_Exercise materials:_
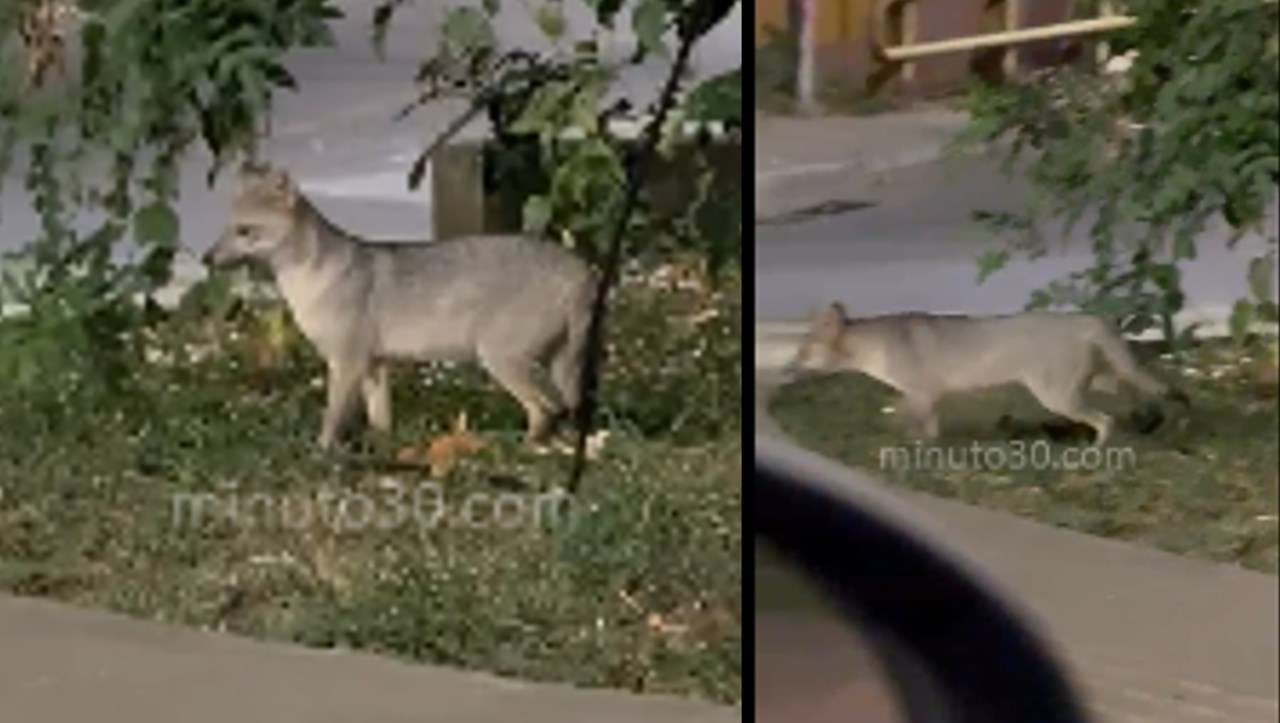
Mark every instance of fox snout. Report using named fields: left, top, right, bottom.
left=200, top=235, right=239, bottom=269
--
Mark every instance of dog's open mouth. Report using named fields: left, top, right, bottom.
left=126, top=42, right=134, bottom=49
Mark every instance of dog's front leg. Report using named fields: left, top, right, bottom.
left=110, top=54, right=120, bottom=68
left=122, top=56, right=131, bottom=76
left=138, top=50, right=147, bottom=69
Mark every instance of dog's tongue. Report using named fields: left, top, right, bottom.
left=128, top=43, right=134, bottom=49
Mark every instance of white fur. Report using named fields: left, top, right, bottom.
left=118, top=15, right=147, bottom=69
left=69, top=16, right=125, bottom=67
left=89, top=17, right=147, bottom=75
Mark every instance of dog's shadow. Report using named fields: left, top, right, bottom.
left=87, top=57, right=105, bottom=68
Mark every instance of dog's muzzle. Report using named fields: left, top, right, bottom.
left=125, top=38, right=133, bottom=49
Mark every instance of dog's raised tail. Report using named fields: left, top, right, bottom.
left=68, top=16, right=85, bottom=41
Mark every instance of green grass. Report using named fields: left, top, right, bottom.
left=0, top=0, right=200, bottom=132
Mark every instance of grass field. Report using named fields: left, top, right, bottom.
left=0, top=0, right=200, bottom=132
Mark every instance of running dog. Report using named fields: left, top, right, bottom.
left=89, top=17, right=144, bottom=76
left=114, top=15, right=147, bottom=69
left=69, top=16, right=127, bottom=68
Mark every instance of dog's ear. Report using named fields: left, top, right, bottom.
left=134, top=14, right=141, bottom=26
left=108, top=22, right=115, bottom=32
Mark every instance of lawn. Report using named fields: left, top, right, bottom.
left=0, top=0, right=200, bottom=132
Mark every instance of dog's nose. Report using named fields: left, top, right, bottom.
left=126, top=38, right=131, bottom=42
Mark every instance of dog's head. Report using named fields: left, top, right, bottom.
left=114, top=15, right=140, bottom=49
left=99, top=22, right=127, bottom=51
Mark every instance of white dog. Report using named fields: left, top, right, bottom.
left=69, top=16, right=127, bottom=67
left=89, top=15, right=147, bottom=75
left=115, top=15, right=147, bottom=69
==
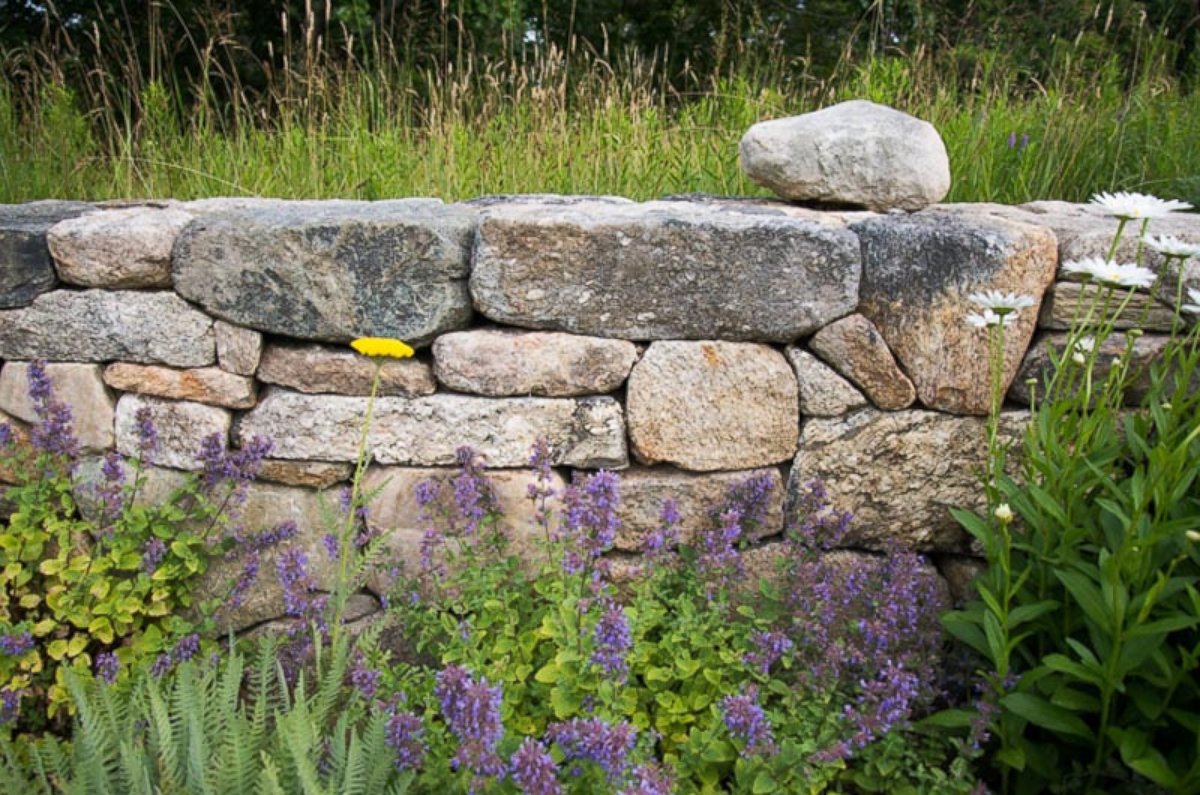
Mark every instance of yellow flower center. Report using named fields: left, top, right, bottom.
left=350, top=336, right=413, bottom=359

_Goal:_ Write out the material word for word, starting at the line that contains "Mark every instance of dog's front" and stopping after the line that contains "left=138, top=50, right=147, bottom=69".

_Full response:_
Mark every instance of dog's front leg. Report using named fields: left, top, right, bottom.
left=110, top=54, right=120, bottom=68
left=122, top=56, right=131, bottom=76
left=138, top=50, right=147, bottom=69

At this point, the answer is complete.